**What you are asked to do:**
Revise the entries from the start up to and including the line containing "positive clicks: (744, 300)", replacing "rough mask" with "coarse mask" and keeping everything else the same.

═══ Records supplied

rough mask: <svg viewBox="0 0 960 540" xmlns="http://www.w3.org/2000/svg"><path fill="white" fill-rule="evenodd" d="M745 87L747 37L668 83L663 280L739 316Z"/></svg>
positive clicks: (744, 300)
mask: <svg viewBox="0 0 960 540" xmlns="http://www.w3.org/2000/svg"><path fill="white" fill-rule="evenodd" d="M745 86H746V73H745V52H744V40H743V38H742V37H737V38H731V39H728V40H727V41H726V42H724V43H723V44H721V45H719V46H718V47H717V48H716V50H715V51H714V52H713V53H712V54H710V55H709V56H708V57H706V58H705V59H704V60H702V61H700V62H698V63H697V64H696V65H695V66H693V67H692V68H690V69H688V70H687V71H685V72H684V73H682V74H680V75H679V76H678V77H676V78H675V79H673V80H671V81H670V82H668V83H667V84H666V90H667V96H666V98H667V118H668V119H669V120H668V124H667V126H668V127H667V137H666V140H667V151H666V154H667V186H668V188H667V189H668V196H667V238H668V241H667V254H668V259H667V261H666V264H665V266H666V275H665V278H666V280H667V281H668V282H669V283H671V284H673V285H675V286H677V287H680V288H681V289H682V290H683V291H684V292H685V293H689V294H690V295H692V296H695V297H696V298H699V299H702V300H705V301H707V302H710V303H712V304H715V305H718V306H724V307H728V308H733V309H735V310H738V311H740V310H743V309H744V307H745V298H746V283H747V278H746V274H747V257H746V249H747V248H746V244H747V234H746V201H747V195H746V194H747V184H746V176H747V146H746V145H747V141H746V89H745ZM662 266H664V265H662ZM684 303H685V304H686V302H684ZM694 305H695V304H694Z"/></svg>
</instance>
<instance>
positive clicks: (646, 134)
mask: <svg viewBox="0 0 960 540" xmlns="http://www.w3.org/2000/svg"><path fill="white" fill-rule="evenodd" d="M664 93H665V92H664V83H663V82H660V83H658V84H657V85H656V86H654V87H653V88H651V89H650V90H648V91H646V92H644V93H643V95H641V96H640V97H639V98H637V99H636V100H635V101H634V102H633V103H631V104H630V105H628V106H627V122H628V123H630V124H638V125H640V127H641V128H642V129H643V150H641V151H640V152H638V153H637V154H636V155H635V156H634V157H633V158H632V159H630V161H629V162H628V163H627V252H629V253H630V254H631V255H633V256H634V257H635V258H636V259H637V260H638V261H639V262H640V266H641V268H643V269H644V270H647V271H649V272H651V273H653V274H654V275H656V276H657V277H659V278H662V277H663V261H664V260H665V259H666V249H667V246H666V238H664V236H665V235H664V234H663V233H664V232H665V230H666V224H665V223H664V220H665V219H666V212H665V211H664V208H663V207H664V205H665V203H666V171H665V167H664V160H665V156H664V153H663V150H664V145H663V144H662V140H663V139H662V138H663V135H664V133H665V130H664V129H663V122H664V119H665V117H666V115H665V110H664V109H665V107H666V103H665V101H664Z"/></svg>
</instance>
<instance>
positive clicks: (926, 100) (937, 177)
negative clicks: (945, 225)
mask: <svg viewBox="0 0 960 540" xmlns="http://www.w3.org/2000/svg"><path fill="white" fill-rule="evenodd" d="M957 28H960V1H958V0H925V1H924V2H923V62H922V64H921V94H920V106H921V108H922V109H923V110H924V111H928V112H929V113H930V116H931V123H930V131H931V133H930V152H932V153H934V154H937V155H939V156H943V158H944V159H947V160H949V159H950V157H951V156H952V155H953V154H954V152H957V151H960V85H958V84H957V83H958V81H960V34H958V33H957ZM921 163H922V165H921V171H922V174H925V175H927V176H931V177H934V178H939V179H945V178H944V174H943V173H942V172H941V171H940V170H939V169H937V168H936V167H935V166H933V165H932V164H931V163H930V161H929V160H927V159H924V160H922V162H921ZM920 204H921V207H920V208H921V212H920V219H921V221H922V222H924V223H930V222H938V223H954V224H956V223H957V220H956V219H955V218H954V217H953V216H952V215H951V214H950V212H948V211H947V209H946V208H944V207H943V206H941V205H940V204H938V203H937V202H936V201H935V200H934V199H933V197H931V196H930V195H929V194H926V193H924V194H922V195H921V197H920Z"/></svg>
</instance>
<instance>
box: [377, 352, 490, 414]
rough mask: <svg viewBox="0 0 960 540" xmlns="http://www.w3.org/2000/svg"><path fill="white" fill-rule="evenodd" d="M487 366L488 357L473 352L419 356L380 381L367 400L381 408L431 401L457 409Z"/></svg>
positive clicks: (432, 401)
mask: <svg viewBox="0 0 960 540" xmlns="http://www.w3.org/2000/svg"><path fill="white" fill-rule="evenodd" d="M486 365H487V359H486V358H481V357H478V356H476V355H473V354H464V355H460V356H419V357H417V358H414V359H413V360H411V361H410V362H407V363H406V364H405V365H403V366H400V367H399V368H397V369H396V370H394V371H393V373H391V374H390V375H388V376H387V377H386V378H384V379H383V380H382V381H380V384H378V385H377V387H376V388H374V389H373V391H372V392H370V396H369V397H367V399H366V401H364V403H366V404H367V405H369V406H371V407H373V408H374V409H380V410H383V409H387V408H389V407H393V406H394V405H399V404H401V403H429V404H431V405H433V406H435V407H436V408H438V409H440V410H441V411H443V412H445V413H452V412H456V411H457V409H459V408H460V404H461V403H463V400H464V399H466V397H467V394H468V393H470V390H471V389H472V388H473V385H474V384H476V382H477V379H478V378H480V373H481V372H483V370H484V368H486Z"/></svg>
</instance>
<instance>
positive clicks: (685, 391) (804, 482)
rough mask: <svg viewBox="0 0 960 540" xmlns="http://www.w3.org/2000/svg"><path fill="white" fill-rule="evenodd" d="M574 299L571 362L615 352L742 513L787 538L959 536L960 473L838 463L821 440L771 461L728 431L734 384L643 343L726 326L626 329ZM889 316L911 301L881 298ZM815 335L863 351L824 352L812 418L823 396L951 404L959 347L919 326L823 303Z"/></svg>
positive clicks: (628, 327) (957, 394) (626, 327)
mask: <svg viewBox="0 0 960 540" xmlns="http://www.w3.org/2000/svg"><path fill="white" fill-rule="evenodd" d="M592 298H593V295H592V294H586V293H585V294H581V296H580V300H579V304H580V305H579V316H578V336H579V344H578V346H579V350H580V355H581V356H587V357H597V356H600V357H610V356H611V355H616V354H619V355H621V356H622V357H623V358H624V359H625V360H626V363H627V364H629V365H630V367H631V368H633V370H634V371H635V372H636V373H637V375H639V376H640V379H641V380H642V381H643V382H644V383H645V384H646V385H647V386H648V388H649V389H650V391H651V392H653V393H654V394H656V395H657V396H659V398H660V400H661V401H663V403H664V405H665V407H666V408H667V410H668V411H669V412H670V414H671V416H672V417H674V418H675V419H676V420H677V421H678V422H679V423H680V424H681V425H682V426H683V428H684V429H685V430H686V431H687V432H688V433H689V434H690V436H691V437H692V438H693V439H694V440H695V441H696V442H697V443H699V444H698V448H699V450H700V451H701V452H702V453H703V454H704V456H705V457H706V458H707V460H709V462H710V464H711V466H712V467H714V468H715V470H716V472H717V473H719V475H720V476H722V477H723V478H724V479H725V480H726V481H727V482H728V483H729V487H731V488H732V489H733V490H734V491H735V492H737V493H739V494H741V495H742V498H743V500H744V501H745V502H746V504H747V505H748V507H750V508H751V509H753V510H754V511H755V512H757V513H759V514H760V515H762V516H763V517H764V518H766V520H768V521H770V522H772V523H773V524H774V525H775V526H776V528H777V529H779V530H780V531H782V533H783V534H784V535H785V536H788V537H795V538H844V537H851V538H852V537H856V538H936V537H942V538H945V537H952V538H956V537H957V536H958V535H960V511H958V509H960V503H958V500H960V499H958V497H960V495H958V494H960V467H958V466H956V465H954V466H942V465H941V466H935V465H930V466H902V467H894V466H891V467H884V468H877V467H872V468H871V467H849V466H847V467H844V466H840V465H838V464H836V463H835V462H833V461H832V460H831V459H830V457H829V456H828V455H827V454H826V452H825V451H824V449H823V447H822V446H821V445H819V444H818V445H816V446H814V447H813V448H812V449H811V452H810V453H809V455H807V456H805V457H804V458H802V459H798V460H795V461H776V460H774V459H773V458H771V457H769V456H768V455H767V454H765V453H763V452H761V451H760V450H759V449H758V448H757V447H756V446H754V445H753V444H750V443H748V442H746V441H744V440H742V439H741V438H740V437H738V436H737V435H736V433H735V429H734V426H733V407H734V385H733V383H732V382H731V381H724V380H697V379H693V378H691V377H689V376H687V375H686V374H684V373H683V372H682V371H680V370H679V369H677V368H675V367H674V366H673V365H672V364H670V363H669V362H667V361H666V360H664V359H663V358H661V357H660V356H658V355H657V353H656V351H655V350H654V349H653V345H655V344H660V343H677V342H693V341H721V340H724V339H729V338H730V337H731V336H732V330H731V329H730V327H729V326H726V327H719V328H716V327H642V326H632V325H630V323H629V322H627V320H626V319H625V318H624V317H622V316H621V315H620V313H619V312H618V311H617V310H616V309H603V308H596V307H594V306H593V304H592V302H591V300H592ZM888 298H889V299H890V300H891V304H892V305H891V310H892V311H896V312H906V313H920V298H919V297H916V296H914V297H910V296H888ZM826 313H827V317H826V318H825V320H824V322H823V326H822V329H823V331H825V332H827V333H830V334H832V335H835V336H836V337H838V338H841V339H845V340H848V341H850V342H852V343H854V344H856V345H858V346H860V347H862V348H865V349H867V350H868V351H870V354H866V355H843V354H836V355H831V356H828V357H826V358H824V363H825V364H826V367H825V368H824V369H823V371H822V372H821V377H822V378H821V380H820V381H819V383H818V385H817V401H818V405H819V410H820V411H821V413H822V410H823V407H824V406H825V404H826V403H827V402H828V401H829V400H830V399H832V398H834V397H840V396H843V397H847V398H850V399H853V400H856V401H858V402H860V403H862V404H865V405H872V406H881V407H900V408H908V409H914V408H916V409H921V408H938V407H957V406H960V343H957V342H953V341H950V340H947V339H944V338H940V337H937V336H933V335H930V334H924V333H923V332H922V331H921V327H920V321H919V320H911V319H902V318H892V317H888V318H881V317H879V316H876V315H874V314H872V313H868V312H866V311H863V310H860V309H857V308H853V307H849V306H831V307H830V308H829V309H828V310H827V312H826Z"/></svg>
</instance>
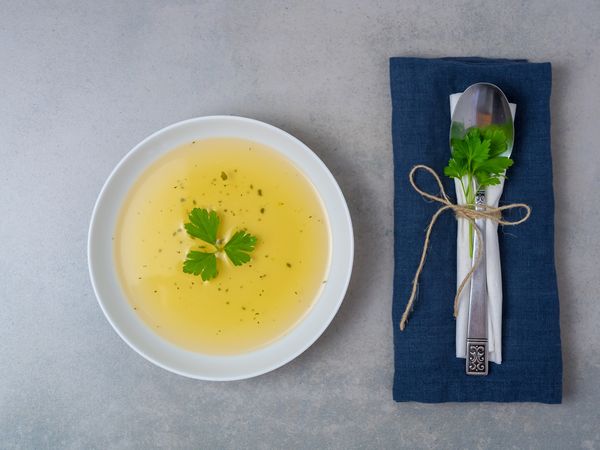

══════

**Exercise response:**
coarse mask: <svg viewBox="0 0 960 540" xmlns="http://www.w3.org/2000/svg"><path fill="white" fill-rule="evenodd" d="M745 87L747 37L668 83L663 280L739 316Z"/></svg>
positive clicks: (744, 300)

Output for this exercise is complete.